WRITTEN REQUEST
Reproduce every line of the records below verbatim, leaving out the picture.

LISTED RECORDS
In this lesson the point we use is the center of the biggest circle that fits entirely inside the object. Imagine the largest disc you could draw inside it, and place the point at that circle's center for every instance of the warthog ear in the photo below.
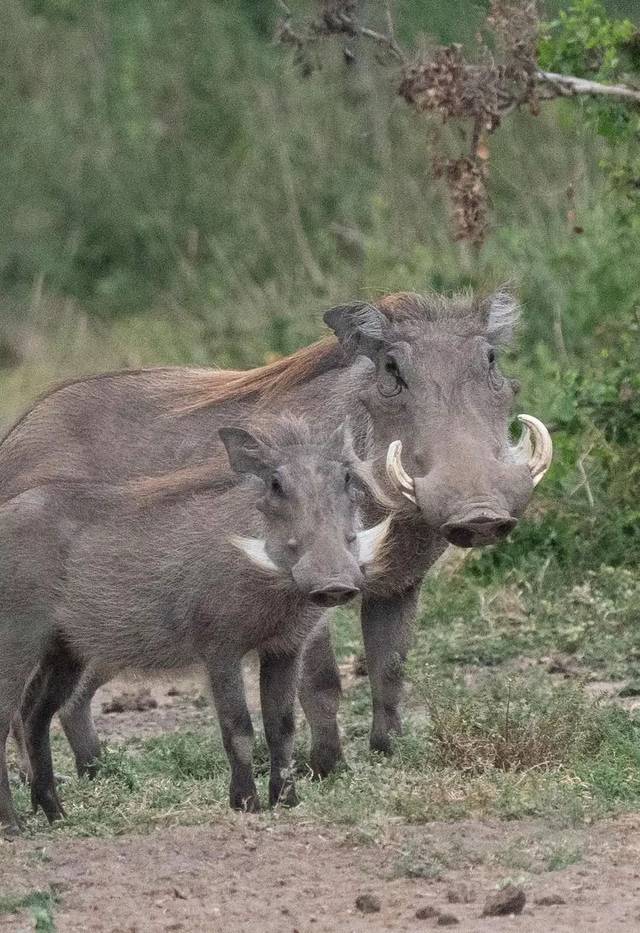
(502, 311)
(360, 328)
(246, 453)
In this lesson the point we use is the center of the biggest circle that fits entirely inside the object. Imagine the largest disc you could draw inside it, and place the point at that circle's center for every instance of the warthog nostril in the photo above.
(336, 595)
(478, 530)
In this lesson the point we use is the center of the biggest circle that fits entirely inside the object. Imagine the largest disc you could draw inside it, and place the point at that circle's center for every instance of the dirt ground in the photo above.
(244, 875)
(241, 876)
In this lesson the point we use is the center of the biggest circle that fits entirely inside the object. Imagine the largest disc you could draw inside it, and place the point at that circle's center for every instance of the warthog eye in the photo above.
(393, 384)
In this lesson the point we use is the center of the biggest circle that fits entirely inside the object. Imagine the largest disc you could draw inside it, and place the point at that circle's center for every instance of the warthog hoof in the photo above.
(326, 760)
(382, 742)
(10, 832)
(88, 769)
(245, 801)
(47, 798)
(283, 794)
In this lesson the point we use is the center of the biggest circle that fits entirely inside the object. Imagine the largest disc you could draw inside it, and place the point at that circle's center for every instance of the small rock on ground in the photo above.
(368, 903)
(509, 900)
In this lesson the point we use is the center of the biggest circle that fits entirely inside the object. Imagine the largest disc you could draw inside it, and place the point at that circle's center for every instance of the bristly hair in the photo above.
(495, 316)
(463, 313)
(283, 432)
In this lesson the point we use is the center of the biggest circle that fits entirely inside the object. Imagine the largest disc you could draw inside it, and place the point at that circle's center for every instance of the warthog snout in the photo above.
(328, 579)
(478, 528)
(335, 594)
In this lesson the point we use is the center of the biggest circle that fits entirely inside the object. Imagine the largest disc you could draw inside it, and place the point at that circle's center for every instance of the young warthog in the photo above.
(113, 579)
(422, 370)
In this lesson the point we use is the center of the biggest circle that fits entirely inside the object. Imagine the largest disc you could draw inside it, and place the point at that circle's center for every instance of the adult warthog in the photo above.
(127, 578)
(419, 370)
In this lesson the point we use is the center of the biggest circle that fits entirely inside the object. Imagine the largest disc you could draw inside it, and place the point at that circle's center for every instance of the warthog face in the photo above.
(433, 384)
(309, 504)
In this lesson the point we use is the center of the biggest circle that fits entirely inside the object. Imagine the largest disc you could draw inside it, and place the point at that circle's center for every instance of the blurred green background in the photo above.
(174, 192)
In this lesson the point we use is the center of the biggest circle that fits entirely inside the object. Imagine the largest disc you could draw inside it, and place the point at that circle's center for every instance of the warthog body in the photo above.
(92, 575)
(419, 370)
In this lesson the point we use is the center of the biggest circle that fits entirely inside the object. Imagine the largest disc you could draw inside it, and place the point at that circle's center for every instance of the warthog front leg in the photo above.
(278, 680)
(320, 693)
(227, 689)
(9, 824)
(386, 628)
(17, 731)
(77, 722)
(50, 687)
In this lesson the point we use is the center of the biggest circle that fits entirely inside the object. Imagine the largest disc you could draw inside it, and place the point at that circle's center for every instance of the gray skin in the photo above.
(98, 577)
(417, 369)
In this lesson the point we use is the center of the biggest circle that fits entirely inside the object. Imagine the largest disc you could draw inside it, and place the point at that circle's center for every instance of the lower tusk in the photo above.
(372, 540)
(535, 446)
(396, 473)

THE RESPONSE
In this lesson the point we use is the center of the biggest circle that fits entirely inside the object. Imagine the largest disc you could draw inside it, and place the point at that circle's center for every instance of the warthog ear in the photo below.
(502, 311)
(360, 328)
(246, 453)
In this lesson the point we use is the center of the biggest circle that fits entirely inside the object. Imagine the largest disc you could draw inside it, and place the point at that circle's center for every instance of the warthog nostril in the photo above.
(336, 595)
(478, 530)
In this lesson the point we use is the center of the biggest circle that fits entirely inside the object. Imagine the largest disc you could draw inside it, and place the point at that circle's center for every instance of the dirt ground in the photo above.
(244, 875)
(241, 876)
In this lesson the point we use is the center of the biggest circle that fits entirely inside the object. Imagine the largest disc you could draw inside it, and place the point at that circle's center for every instance of the warthog eye in the photo above.
(393, 384)
In this lesson the point we use is the center of the biggest circle that fits entirely inside the object. Imagine the largest disc you could draw inside it, and place the point at that circle's center for every instance of the warthog hoof in the photo above.
(326, 760)
(382, 742)
(10, 832)
(88, 769)
(245, 801)
(47, 798)
(283, 794)
In this lesson the point we use is the center of the biggest circle that fits entirely inside the object. Imagine the largest disc you could draw inside it, and place the point at that circle's center for every instance of the small rock on ground in the photo above.
(368, 903)
(509, 900)
In this lesson the point we use is the center of the biggest circle that fits entirely inside the object. Imagine the largest disc you could draw inside it, and place the point at that circle's center for every instance of the bristly hair in the photo above.
(495, 316)
(463, 313)
(283, 432)
In this lesson the point we use is the center of the biggest circle that fits entirely inside the object. Imagine the largest disc you could draw inside it, and place the point at that circle's center for every instance of the warthog snout in the photo above.
(328, 579)
(478, 528)
(335, 594)
In this lesson the point we use is the center of the biggest circle that fits entirely inside the object. Imagine the largest disc you could draw inside it, and place the point at that circle's center for every instance of the young warthog in the photo above.
(113, 579)
(422, 370)
In this lesson the point we use is the center of the biggest circle that fits entirely inside the object. Imagine the largest disc you could draw inside it, and place the point at that circle's center for every instance of the adult warthog in the photo above.
(127, 578)
(419, 370)
In this lesson the point we use is the center of the biggest circle that fits entirely inside the object. Imagine the largest disc you could draw inside it, and place the point at that circle's center for every instance of the warthog face in the photo above.
(433, 384)
(309, 504)
In this lesson the point we use is the center of the biggest circle that fits entirely inside the object. Imagine the largest disc you could draw inside it, and place the point at that circle's center for every instance of the blurred green background in the photo above.
(174, 192)
In this lesson the point we use is the center of the biggest circle that fits entirely inside the object. Imagine the largest disc you could draw inside it, and place the point at that circle's center for every instance of the warthog body in the photo above.
(92, 575)
(419, 370)
In this lesson the point we use is the center of the biggest circle that fits entirely inside the object. Imagine the largest disc you could draw inside it, and place the point at that circle's center for every instance of the warthog front leg in the photo above.
(278, 680)
(320, 693)
(227, 689)
(9, 824)
(386, 628)
(17, 731)
(77, 722)
(50, 687)
In this lesson the point we use is the center of the biggest circle that fits entirely inside the object. Imagine the largest disc you could draw inside it, and place the point at that circle's center for every instance of the gray skin in the photo above.
(98, 577)
(417, 369)
In this lesson the point we use is the center of the biggest circle that fits entirely inside the object. Imagine the largest disc you could draw inside it, and place the point at that circle's center for every instance of the lower tusk in the photo above.
(372, 540)
(535, 446)
(396, 473)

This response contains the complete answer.